• Required work
Word for word, output the data, with none of its pictures.

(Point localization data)
/---
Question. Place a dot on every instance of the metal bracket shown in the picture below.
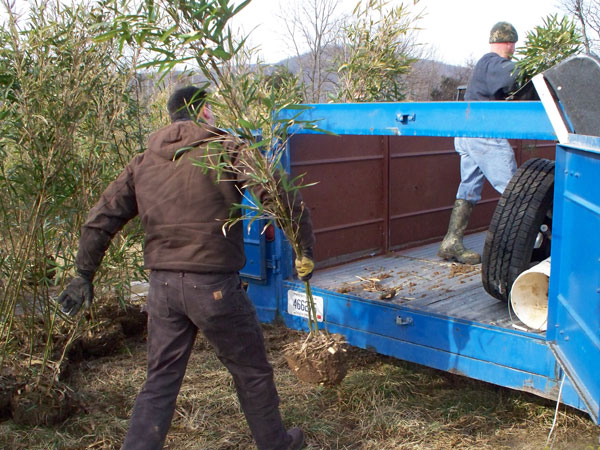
(552, 109)
(403, 321)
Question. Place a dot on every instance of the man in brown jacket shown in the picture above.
(194, 280)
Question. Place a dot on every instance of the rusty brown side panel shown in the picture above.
(380, 193)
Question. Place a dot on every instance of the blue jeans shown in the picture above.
(481, 158)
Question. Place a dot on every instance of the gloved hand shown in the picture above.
(305, 264)
(79, 291)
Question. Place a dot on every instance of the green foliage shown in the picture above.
(546, 46)
(377, 52)
(70, 121)
(196, 34)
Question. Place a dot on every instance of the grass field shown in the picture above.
(383, 403)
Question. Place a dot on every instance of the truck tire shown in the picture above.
(520, 232)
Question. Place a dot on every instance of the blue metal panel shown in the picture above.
(254, 247)
(513, 359)
(519, 120)
(574, 293)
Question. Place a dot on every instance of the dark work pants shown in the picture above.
(180, 304)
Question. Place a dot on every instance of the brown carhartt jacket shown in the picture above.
(182, 209)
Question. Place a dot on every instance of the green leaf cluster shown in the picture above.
(547, 45)
(377, 52)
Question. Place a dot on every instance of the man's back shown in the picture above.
(492, 78)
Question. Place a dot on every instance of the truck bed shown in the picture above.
(418, 279)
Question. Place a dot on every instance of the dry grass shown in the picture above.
(383, 403)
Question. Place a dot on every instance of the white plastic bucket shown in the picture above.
(529, 296)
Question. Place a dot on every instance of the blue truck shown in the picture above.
(385, 188)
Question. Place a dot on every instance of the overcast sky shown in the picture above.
(458, 30)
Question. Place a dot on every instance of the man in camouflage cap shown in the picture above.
(503, 32)
(493, 78)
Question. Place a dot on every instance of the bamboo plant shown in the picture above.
(196, 36)
(68, 119)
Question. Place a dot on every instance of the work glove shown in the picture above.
(78, 292)
(305, 264)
\---
• Solution
Question. Place a dot on every instance of the metal bracket shown in the picture below.
(552, 109)
(403, 321)
Question. Place a dot on every instance of the man in brown jacket shown in the picture above.
(194, 280)
Question. Place a dot on every instance of the rusty brown side panel shown in the picture above.
(380, 193)
Question. Place a dot on every instance of the blue jeans shown in the picture above.
(481, 158)
Question. Place a dot on every instance of the gloved hand shown in the picture above.
(305, 264)
(79, 291)
Question. Place a dot on every instance of the green foliage shown in the picture above.
(546, 46)
(377, 52)
(70, 121)
(196, 34)
Question. Place a dot on every instance of the grass field shown in the picture above.
(383, 403)
Question. Place a dot on every instance of the truck tire shown in the picture above.
(520, 232)
Question. Place a dot on every instance of the blue metal panel shown in the picture above.
(254, 247)
(513, 359)
(519, 120)
(574, 293)
Question. Place a dot on every instance of the dark work pants shown in the picture above.
(180, 304)
Question. Place a dot on every instance of the brown carhartt jacket shown in the picture above.
(182, 209)
Question. Place a dot on every instance of the green leaf cluster shown in the picture above.
(547, 45)
(377, 52)
Question. Place a dot on every instance of the man's back shown in the picture above.
(492, 78)
Question. Place a dot on every instance of the truck bed shown in the picture above.
(418, 279)
Question. Place a dot on every instance of the dry grass shown in the picture above.
(383, 403)
Question. Place a dot on every instance of the white plastic bucket shown in the picture above.
(529, 296)
Question. Place a dot on every instance of the blue truck shown in the picture above.
(385, 188)
Question. Place a dot on every instance of the overcast sky shown in the picture above.
(458, 30)
Question. Place a dot on every instance of the man in camouflage cap shown in the picture above.
(503, 32)
(493, 78)
Question. Place a dot on every instance of the bamboo plant shown in the picture above.
(196, 36)
(68, 119)
Question. Place a dot on every instance of the work glove shown in the picture above.
(78, 292)
(305, 264)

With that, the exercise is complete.